◆ **TAREFAS A REALIZAR**:
a) Na notícia sobre a juíza de Magé, qual é o motivo que a defesa apresenta para ela ter chamado funcionárias do cartório para ajudá-la? Responda em até três frases.
b) Transcreva da notícia sobre a juíza de Magé, sem mudar nenhuma palavra, o trecho que vai de "O caso veio" até "em Magé (RJ).".

Juíza acusada de delegar audiências não será investigada

Por considerar inválidos os elementos apresentados contra uma juíza, acusada de não presidir as audiências e delegar tal função aos assessores, o Órgão Especial do Tribunal de Justiça do Rio de Janeiro, por ampla maioria, decidiu não abrir procedimento disciplinar contra ela. Segundo o procurador-geral da OAB do Rio, Ronaldo Cramer, a seccional vai levar o caso ao Conselho Nacional de Justiça.
O caso veio à tona em julho de 2010. Reportagem do jornal O Dia afirmou que as audiências eram comandadas por funcionárias do cartório nos Juizados Cível e Criminal de Inhomirim e Guapimirim em Magé (RJ).
Durante o julgamento, nesta segunda-feira (29/8), o Tribunal negou o pedido feito pelo advogado da juíza para que houvesse sigilo. Apenas dois desembargadores entenderam que, se a parte pedia que a sessão fosse sigilosa, ela deveria ser. Os demais frisaram que as sessões de procedimento contra juiz têm sido abertas.
No julgamento, o procurador da OAB, Ronaldo Cramer, afirmou que a seccional tomou conhecimento da situação na Vara e no Juizado onde a juíza Myriam Cury atuava por meio de representações de advogados que atuam na comarca. Posteriormente, uma repórter do jornal se passou por bacharel e filmou uma audiência. A seccional levou o caso à Corregedoria do Tribunal, que, por sua vez, decidiu fazer uma inspeção nos dois órgãos jurisdicionais pelo qual a juíza respondia.
Já a juíza, que foi defendida pela Associação dos Magistrados do Estado do Rio de Janeiro (Amaerj), afirmou que, após receber as reclamações, a Corregedoria do TJ fluminense fez a inspeção e não encontrou nenhuma irregularidade nas serventias. Segundo a defesa, o caso teve uma repercussão maior devido à reportagem do jornal. O advogado disse, ainda, que as gravações feitas pelo jornal eram ilícitas e seu conteúdo se revelava favorável à juíza.
A defesa disse que as audiências eram presididas por Myriam Cury, ficando a cargo das funcionárias do cartório a parte preliminar. Como a sala de julgamento ficava ao lado do gabinete da juíza, com as portas abertas, esta poderia ir até lá sempre que sua presença fizesse necessária, disse o advogado. A defesa citou, ainda, texto do colunista da ConJur, Vladimir Passos de Freitas, sobre os juizados estarem abarrotados.
Durante a sustentação, o advogado afirmou que em Magé, não há juízes leigos nem conciliadores. Assim, a juíza buscou funcionárias do cartório para auxiliá-la. "Todos fazem isso."
Primeiro a falar, o corregedor Azevedo Pinto entendeu que havia elementos para analisar melhor o caso. Além da reportagem do jornal, o corregedor considerou a decisão de um juiz de Direito, que substituiu a juíza nas suas férias, que anulou, a pedido do MP decisões que haviam sido arquivadas em audiências realizadas no dia apontado na notícia. O corregedor, o único a votar pela abertura do procedimento, disse, no entanto, que não era caso de afastamento da juíza.

◆ **DADOS FORNECIDOS**:
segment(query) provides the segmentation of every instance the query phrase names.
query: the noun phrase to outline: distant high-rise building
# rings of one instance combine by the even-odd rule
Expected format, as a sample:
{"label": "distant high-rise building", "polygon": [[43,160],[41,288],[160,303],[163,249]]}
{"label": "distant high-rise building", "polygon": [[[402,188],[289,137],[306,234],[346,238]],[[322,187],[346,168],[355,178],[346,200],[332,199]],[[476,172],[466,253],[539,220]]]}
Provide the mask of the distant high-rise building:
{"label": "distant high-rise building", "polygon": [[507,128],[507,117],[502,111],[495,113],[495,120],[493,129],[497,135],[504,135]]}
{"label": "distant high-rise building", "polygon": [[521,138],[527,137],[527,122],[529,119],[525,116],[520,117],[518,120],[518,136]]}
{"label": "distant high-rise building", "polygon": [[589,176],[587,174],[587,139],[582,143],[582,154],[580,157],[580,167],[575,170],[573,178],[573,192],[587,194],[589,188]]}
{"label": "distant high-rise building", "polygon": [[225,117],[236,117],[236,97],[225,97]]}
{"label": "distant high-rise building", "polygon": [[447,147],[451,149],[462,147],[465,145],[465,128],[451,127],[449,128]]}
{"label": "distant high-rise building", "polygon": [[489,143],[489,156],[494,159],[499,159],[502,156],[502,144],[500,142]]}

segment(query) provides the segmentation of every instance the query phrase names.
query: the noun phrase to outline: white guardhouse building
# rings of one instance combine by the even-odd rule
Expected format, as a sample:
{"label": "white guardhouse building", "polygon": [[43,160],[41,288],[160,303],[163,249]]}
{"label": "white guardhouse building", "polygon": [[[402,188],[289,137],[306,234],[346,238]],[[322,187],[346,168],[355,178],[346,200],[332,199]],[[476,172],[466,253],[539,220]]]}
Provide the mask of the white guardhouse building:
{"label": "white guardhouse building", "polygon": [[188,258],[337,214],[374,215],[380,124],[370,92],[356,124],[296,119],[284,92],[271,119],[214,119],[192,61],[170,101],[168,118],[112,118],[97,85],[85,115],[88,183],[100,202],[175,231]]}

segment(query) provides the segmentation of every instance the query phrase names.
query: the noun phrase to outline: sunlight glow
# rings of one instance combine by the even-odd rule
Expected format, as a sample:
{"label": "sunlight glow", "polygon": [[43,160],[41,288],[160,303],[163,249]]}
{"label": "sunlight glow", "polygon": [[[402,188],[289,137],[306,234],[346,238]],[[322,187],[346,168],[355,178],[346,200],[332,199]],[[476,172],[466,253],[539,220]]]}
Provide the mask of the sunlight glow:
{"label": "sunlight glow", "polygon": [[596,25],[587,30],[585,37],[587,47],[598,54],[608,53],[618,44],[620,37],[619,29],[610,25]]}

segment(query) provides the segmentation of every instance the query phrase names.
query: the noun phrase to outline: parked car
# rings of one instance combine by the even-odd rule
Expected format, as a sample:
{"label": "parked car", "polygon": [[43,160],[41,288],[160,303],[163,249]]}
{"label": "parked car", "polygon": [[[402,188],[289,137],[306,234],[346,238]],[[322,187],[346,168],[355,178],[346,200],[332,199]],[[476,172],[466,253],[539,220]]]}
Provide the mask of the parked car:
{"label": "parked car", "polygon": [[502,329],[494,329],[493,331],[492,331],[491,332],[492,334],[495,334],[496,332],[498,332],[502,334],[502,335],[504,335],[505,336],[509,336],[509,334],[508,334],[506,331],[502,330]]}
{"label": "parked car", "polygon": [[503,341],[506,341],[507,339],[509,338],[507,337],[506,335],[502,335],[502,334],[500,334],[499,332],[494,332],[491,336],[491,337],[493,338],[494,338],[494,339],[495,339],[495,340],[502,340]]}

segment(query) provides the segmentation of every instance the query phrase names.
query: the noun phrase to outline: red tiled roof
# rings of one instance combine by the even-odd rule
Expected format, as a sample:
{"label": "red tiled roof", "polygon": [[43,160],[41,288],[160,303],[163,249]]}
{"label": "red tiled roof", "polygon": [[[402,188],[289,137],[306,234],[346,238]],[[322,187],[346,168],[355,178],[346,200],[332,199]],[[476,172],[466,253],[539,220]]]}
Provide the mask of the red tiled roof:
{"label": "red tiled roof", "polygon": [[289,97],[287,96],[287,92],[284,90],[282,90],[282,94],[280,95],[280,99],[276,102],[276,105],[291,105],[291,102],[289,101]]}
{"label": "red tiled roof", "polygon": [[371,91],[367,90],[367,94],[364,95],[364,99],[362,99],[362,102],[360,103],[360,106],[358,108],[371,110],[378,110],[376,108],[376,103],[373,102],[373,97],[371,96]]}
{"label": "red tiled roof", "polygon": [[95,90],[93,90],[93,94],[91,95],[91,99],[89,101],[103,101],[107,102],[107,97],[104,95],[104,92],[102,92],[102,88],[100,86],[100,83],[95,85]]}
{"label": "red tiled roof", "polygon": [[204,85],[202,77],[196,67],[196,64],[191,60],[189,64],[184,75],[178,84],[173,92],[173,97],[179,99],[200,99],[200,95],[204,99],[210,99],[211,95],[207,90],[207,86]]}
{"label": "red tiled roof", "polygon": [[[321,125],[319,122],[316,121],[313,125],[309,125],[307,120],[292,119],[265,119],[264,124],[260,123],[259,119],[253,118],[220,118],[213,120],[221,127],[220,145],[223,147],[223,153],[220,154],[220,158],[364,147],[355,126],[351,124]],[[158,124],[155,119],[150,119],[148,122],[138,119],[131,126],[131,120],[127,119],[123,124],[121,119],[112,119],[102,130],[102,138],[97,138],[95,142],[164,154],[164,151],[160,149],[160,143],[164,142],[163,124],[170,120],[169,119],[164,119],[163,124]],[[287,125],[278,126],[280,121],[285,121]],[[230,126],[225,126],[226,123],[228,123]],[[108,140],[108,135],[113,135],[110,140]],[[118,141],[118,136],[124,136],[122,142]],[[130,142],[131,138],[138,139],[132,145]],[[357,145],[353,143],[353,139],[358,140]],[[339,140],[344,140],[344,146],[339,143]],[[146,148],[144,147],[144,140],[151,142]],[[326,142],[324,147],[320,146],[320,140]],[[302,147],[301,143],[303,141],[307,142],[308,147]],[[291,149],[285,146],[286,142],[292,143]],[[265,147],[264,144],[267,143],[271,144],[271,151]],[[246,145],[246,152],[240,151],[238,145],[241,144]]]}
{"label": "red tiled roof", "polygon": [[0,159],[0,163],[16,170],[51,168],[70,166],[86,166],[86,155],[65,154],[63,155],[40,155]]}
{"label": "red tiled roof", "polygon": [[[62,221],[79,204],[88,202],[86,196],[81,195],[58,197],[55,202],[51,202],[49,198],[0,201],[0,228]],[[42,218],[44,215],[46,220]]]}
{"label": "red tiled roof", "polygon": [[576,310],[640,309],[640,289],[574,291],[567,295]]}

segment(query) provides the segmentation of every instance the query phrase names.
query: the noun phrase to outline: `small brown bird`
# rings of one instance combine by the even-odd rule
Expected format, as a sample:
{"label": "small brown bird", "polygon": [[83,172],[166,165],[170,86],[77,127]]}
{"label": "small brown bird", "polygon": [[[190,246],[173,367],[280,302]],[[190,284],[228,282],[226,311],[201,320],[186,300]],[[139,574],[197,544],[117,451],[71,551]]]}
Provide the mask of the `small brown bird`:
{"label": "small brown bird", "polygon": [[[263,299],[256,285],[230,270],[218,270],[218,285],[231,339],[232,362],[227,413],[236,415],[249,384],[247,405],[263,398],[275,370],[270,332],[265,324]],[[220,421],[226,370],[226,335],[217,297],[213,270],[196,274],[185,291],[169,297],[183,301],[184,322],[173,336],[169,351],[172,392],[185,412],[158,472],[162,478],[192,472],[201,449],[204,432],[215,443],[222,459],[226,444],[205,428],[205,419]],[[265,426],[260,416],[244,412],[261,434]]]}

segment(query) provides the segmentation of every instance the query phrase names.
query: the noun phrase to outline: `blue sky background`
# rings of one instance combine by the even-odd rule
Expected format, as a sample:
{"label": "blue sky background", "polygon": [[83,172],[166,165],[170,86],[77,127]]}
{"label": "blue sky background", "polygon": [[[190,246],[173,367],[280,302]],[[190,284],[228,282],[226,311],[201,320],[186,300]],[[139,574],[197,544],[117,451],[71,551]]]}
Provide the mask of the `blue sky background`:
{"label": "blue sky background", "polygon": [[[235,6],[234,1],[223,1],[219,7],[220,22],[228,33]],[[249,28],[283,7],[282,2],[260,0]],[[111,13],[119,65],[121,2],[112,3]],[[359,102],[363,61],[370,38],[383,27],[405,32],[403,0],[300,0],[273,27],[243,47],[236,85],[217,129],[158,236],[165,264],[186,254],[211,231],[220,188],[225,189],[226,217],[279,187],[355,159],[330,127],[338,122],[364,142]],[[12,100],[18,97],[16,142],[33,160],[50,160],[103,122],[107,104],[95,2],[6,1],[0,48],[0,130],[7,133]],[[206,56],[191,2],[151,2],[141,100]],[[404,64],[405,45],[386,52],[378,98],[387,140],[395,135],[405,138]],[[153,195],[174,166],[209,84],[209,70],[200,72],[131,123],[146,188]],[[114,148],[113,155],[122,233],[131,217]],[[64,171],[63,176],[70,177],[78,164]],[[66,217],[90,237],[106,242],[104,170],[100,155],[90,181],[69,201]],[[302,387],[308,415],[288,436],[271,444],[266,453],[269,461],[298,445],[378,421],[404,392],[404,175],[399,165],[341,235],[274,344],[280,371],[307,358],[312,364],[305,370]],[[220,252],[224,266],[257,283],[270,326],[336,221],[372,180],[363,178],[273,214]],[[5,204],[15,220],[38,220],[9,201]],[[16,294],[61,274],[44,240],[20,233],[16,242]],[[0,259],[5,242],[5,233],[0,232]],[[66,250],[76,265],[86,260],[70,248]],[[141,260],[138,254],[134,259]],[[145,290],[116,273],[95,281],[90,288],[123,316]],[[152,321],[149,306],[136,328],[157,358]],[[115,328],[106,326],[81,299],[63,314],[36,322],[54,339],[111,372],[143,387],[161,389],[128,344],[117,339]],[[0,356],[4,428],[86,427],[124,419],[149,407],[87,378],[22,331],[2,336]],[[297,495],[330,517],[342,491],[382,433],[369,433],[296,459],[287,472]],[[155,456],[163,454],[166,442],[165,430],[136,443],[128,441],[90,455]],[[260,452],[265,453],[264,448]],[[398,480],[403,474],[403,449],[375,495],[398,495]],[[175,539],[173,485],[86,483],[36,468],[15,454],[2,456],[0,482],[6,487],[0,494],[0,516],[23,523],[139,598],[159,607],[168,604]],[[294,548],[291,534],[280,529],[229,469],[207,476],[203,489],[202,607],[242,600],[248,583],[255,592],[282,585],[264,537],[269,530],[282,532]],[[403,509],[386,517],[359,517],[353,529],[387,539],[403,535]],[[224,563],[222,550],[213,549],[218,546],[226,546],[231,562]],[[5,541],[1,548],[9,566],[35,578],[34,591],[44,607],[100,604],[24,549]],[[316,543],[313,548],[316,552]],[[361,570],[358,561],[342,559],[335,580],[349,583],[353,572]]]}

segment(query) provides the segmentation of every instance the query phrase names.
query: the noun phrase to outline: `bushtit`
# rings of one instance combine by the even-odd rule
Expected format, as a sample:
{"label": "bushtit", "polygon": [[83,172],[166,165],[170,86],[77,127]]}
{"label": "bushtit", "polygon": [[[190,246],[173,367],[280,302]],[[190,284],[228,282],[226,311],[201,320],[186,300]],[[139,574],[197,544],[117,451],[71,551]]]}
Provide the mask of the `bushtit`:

◆ **RESULTADOS POR TAREFA**:
a) Segundo a defesa, a juíza recorreu às funcionárias do cartório porque em Magé não há juízes leigos nem conciliadores.

b)
O caso veio à tona em julho de 2010. Reportagem do jornal O Dia afirmou que as audiências eram comandadas por funcionárias do cartório nos Juizados Cível e Criminal de Inhomirim e Guapimirim em Magé (RJ).